Quote the lines word for word, starting at the line that contains "Can you find the long" and ending at the line that contains "pixel 570 128". Give only those lines.

[START DATASET ROWS]

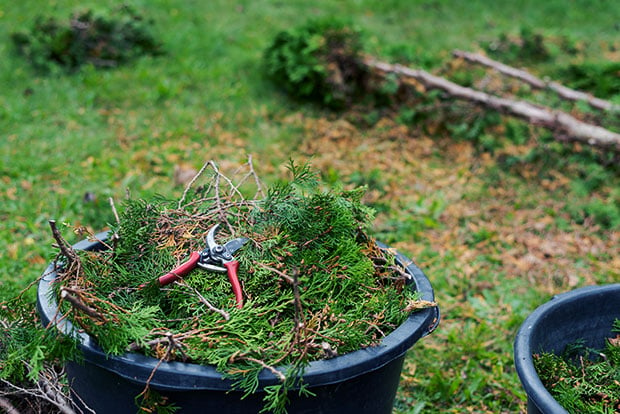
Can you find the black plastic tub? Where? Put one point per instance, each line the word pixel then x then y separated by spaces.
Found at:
pixel 364 381
pixel 583 314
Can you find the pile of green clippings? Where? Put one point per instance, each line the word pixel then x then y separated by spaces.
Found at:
pixel 315 285
pixel 584 380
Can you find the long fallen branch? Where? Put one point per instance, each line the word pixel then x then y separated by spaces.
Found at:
pixel 562 91
pixel 570 128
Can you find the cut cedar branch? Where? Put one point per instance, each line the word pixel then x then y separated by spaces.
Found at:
pixel 537 83
pixel 567 127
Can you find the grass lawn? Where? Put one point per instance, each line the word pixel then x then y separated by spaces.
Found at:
pixel 496 237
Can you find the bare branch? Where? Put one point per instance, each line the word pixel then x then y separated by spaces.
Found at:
pixel 562 91
pixel 555 120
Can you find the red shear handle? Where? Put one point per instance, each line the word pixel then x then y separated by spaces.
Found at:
pixel 234 281
pixel 180 271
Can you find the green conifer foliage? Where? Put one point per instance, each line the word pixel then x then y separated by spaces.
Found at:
pixel 315 284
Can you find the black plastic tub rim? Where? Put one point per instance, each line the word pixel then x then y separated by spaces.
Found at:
pixel 566 305
pixel 183 376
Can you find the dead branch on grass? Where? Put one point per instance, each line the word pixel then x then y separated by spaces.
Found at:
pixel 537 83
pixel 566 126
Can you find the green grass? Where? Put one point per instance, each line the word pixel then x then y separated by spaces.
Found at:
pixel 495 239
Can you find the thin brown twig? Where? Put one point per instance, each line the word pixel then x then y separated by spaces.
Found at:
pixel 77 303
pixel 274 371
pixel 191 183
pixel 204 301
pixel 6 405
pixel 283 275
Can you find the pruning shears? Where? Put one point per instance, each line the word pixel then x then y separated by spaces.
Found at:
pixel 215 257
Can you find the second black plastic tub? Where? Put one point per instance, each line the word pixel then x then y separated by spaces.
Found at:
pixel 364 381
pixel 582 314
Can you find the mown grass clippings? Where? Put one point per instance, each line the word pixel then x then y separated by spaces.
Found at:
pixel 315 284
pixel 581 379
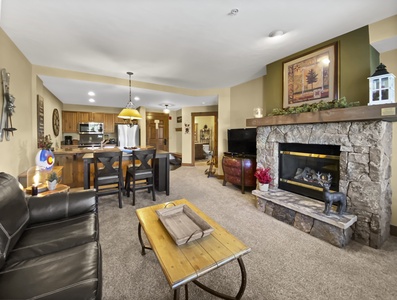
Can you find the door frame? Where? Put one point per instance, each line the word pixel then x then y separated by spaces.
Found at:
pixel 157 115
pixel 205 114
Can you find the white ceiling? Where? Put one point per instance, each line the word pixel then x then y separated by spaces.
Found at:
pixel 181 43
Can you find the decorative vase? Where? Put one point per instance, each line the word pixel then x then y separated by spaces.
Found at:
pixel 263 187
pixel 45 159
pixel 51 185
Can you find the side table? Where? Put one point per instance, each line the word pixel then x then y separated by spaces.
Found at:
pixel 61 188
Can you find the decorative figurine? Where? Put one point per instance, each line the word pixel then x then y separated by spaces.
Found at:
pixel 331 198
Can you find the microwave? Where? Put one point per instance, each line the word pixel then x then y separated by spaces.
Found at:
pixel 91 128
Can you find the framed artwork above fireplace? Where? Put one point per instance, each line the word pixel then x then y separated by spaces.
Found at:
pixel 312 77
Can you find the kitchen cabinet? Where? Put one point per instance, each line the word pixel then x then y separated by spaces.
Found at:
pixel 85 117
pixel 73 168
pixel 67 161
pixel 109 120
pixel 69 121
pixel 97 117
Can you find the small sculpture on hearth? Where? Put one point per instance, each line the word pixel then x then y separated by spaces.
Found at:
pixel 331 198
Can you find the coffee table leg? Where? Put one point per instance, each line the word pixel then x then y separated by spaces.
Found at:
pixel 223 296
pixel 143 252
pixel 177 293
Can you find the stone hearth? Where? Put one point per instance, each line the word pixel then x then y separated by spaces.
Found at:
pixel 365 169
pixel 307 215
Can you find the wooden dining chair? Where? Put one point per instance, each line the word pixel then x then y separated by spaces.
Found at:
pixel 108 174
pixel 141 174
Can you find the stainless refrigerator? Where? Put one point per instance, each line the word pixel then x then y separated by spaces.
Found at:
pixel 127 136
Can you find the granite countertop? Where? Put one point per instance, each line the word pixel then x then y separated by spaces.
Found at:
pixel 76 150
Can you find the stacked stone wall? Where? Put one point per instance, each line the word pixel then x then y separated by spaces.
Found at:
pixel 365 167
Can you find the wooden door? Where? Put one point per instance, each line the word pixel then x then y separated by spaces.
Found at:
pixel 157 130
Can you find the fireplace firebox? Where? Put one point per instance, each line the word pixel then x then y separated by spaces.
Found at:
pixel 301 166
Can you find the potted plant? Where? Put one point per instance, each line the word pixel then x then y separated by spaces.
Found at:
pixel 52 181
pixel 264 178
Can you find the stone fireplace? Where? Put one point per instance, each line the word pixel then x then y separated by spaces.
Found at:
pixel 304 167
pixel 364 167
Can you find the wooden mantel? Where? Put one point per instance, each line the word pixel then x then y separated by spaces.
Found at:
pixel 385 112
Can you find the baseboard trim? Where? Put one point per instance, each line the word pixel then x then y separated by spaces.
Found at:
pixel 393 230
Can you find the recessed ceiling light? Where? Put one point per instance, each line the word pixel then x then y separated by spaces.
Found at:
pixel 234 12
pixel 276 33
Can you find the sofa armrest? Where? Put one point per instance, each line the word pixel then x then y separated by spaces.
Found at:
pixel 61 205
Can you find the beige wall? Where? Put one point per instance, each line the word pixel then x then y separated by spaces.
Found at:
pixel 243 99
pixel 381 33
pixel 389 59
pixel 187 137
pixel 18 153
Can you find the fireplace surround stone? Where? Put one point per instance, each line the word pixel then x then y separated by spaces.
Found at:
pixel 365 167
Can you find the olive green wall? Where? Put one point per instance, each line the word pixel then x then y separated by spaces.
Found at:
pixel 356 62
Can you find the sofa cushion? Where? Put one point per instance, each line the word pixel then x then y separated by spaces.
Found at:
pixel 73 273
pixel 14 214
pixel 61 205
pixel 55 236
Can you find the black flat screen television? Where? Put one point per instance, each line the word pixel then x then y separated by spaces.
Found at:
pixel 241 141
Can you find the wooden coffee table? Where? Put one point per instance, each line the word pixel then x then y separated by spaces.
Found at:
pixel 186 263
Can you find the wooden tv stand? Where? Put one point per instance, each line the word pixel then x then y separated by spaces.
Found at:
pixel 239 170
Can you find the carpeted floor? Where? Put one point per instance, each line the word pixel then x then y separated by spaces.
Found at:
pixel 284 263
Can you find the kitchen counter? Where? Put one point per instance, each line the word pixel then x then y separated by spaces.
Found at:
pixel 71 158
pixel 75 149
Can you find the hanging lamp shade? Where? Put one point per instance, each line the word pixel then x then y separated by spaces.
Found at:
pixel 129 112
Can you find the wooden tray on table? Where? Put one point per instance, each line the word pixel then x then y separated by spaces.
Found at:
pixel 183 224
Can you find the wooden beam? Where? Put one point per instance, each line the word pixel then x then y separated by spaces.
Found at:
pixel 385 112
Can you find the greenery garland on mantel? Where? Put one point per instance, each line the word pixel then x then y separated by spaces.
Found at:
pixel 315 107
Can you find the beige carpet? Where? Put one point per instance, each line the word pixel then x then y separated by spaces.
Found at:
pixel 284 263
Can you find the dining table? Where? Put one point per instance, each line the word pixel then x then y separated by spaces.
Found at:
pixel 161 169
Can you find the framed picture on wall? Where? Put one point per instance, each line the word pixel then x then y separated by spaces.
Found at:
pixel 40 119
pixel 311 78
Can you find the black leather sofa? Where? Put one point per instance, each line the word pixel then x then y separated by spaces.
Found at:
pixel 49 246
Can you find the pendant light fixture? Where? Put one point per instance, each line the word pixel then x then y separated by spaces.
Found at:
pixel 129 112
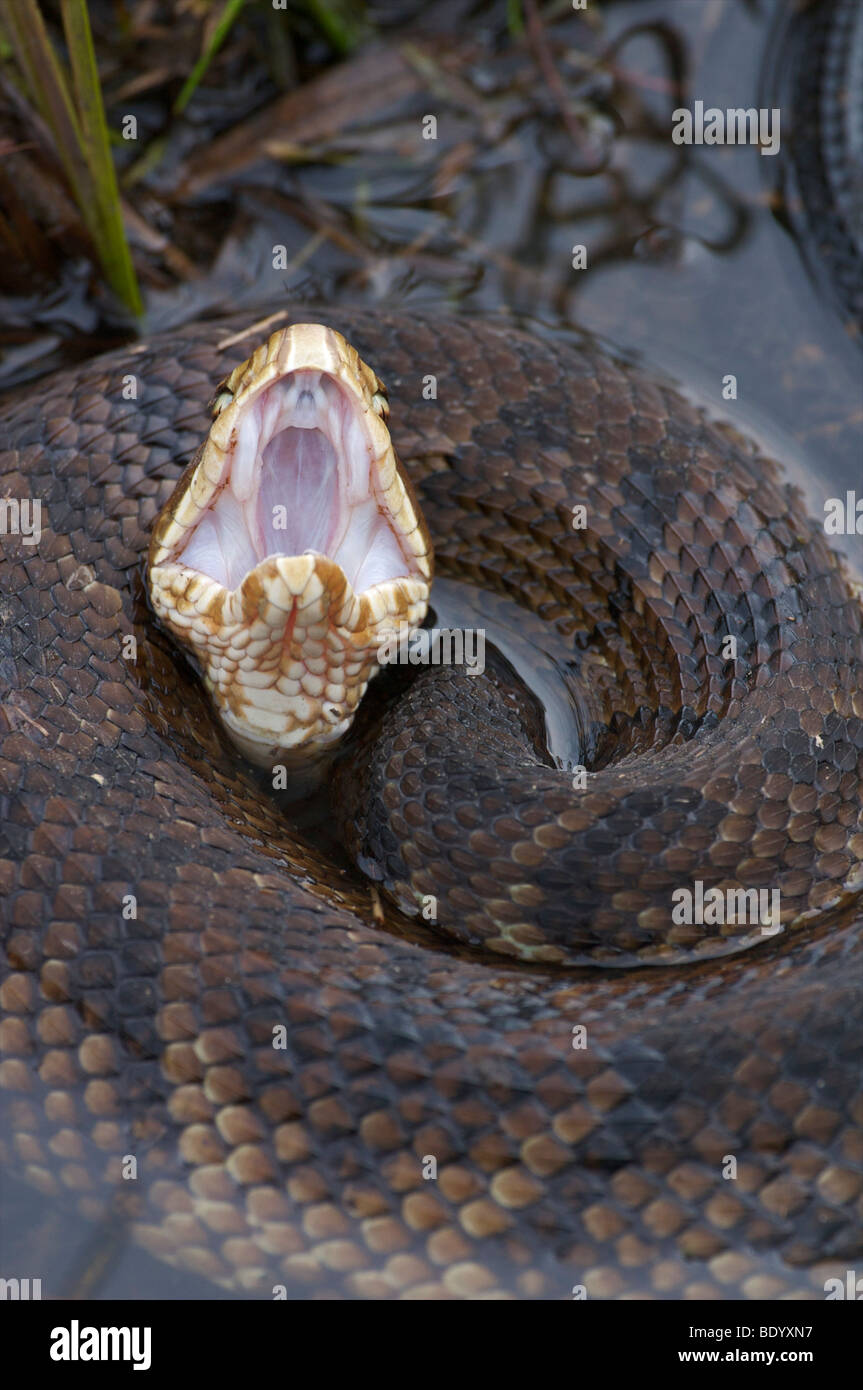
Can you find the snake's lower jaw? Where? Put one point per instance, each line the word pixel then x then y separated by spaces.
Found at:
pixel 292 546
pixel 288 655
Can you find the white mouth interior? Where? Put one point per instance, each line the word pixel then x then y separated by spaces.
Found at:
pixel 300 478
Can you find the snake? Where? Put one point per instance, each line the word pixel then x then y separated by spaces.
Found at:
pixel 288 1072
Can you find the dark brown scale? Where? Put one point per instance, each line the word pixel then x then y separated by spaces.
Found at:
pixel 556 1166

[END DATASET ROWS]

» **FINISHED ANSWER**:
Can you find the long fallen branch? Where? Put one point per instance, each line the word pixel then x then y separated by spaces.
Found at:
pixel 562 91
pixel 570 128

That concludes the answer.